**WORK TO BE COMPLETED:** Please restate exactly the lines of the data below, beginning with the line containing "Objective — a point for each instance of the house" and ending with the last line.

*** Opening AVAILABLE DATA ***

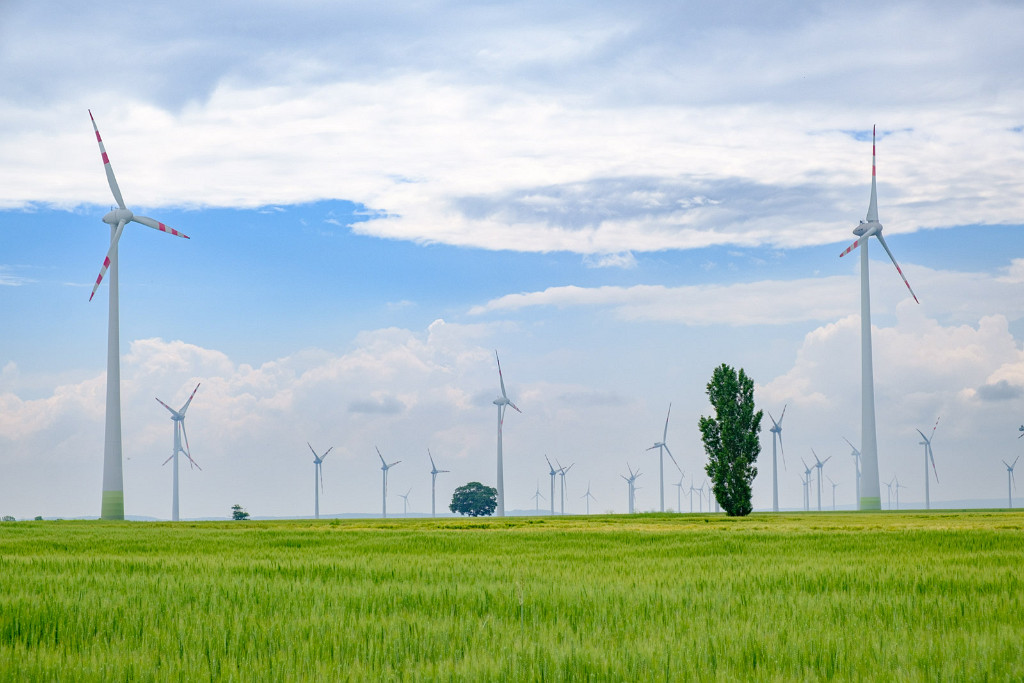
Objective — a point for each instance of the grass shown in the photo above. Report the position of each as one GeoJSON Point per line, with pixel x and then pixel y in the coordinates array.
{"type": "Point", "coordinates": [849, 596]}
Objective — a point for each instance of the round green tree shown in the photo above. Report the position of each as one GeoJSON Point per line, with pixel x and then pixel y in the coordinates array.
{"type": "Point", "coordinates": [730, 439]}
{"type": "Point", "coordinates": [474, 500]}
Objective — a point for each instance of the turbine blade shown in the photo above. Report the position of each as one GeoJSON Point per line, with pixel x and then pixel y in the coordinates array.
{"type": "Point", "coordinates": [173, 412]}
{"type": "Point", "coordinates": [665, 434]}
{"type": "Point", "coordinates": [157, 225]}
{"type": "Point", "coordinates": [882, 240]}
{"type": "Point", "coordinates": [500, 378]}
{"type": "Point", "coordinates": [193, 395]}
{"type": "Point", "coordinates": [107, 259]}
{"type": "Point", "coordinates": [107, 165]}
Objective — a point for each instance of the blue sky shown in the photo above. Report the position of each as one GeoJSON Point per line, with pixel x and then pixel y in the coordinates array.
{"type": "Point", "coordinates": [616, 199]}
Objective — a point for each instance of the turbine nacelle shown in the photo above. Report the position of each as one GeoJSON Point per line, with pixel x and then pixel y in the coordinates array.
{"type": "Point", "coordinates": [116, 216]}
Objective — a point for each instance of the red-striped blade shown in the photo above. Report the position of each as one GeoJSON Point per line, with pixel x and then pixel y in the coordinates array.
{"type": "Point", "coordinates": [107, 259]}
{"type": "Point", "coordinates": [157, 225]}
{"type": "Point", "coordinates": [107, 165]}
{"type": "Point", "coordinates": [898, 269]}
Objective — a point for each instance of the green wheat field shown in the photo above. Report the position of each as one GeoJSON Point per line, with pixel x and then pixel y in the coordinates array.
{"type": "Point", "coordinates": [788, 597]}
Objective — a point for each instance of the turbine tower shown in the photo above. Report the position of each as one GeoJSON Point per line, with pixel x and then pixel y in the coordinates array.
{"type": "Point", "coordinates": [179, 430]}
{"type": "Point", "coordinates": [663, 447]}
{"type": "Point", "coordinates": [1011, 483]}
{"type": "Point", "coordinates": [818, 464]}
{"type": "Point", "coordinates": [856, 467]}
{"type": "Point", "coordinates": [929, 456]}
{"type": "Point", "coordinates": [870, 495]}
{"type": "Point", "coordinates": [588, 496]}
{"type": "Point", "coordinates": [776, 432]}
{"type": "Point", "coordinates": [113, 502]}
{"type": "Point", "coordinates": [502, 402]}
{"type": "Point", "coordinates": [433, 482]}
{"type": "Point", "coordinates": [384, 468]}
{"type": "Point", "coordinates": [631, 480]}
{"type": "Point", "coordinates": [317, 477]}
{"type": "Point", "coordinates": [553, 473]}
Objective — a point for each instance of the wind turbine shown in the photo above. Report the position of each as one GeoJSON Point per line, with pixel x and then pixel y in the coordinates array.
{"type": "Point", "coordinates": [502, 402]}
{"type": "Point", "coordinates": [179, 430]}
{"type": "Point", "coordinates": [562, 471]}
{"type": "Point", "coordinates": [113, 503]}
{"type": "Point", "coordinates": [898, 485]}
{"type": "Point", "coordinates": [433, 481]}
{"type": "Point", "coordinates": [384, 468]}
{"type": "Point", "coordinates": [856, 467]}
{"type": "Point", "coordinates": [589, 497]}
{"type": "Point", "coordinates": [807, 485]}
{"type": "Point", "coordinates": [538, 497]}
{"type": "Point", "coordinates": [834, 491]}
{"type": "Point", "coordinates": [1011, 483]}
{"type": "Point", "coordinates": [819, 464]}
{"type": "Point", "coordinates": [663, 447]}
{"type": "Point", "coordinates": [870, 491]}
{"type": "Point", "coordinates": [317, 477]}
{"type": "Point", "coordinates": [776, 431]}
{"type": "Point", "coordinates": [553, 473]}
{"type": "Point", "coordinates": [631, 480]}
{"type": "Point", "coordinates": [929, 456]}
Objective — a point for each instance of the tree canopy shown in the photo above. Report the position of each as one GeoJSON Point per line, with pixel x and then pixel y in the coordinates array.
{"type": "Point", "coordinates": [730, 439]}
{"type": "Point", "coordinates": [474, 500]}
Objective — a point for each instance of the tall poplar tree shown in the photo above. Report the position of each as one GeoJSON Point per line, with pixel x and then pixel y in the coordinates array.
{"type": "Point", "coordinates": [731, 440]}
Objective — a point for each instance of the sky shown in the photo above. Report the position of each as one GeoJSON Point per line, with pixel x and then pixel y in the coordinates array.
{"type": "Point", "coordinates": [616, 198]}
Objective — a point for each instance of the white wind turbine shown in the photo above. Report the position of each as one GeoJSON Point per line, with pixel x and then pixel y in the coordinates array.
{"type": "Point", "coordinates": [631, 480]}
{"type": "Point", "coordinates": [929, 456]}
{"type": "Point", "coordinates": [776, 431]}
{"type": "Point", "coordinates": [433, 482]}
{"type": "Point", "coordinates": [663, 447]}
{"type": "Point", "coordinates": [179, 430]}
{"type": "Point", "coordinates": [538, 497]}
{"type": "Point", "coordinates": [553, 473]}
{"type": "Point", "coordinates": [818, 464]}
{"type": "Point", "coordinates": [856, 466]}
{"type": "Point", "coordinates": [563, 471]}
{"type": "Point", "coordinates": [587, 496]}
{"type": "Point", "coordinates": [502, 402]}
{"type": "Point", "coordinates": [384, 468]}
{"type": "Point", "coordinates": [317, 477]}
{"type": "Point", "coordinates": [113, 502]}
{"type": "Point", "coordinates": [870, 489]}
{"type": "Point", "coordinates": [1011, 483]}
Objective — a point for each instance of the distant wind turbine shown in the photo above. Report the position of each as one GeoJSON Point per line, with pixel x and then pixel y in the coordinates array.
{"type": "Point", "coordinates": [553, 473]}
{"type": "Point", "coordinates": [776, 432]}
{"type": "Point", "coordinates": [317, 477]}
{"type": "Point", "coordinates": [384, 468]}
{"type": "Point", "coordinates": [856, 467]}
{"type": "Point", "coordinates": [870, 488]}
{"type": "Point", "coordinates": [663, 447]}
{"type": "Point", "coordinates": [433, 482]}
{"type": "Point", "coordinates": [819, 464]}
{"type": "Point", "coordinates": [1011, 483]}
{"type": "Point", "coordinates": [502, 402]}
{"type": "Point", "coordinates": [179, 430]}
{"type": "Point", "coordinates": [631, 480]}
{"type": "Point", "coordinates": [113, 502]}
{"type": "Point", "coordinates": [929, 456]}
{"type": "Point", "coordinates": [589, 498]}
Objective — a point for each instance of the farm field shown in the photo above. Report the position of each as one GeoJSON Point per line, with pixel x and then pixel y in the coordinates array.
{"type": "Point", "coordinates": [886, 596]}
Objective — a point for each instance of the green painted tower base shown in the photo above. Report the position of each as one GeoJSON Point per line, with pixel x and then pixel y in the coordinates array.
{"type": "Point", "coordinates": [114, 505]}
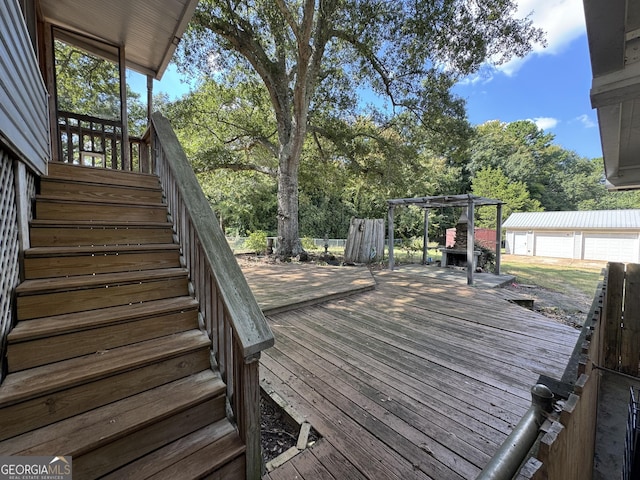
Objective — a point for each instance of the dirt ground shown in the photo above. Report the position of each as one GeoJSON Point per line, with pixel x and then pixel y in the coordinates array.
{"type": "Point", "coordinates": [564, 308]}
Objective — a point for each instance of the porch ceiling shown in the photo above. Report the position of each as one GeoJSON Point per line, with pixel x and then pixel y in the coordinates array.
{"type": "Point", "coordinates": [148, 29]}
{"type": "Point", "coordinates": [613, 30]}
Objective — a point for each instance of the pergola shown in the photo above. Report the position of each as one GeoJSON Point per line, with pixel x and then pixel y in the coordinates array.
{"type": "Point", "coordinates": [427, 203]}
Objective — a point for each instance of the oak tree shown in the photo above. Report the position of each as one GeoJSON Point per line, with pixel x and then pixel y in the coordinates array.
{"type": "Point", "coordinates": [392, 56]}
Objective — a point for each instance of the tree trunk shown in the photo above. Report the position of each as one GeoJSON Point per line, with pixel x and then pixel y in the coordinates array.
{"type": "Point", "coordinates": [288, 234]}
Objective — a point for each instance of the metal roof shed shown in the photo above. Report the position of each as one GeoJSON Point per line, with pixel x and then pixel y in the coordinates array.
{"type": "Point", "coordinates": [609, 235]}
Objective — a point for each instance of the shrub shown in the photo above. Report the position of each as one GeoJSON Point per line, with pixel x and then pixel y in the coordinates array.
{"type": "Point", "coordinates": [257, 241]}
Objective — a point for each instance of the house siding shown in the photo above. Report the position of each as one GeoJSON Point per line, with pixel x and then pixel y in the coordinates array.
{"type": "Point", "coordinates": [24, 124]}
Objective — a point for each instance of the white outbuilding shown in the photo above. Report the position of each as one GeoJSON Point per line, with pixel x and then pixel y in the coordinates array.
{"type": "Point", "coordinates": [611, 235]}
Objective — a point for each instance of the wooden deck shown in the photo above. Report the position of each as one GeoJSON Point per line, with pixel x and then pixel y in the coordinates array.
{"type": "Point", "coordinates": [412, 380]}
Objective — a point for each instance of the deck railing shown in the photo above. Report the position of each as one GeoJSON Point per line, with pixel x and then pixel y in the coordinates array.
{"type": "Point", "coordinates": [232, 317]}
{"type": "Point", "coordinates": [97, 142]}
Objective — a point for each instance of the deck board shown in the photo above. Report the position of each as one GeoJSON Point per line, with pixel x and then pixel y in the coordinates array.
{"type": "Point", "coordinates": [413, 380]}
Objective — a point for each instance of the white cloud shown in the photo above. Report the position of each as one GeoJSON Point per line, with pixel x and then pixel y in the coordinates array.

*** Closing AVAILABLE DATA ***

**OUTPUT OF THE EXERCISE:**
Objective — a point for each instance of the house siding shown in the photo above. Report the position of each as one GeoJSON Point per line, with pixel x and then pixel y in the coordinates array.
{"type": "Point", "coordinates": [24, 124]}
Objective — a point for each instance of the white outbuilding shown in the photo above. Report the position of each as one GeoJSON Point per line, with pixel x and then pixel y in the coordinates array.
{"type": "Point", "coordinates": [611, 235]}
Objective — a point for each instance of the wooden deck shown in the photo above. Report the position of each as one GeoJSON Point per line, with pixel x and then pixel y in the coordinates array.
{"type": "Point", "coordinates": [412, 380]}
Objective — a point for each instance of the deck railing shown in the photo above. Report the position of each as one GeoJSON Point per line, with pixel x and then pixel y in the coordinates array.
{"type": "Point", "coordinates": [232, 317]}
{"type": "Point", "coordinates": [97, 142]}
Objective — a point for each instance of the deck board shown in the photo above. Report the position of each as one GeoJSON Point per line, with pixel x and then pixel y in the coordinates array.
{"type": "Point", "coordinates": [413, 380]}
Objective — a point for each instance of the white cloud shown in the photo above. Report the position of each as one GeoJSON Point per line, with pixel x and then pixel y in the coordinates array.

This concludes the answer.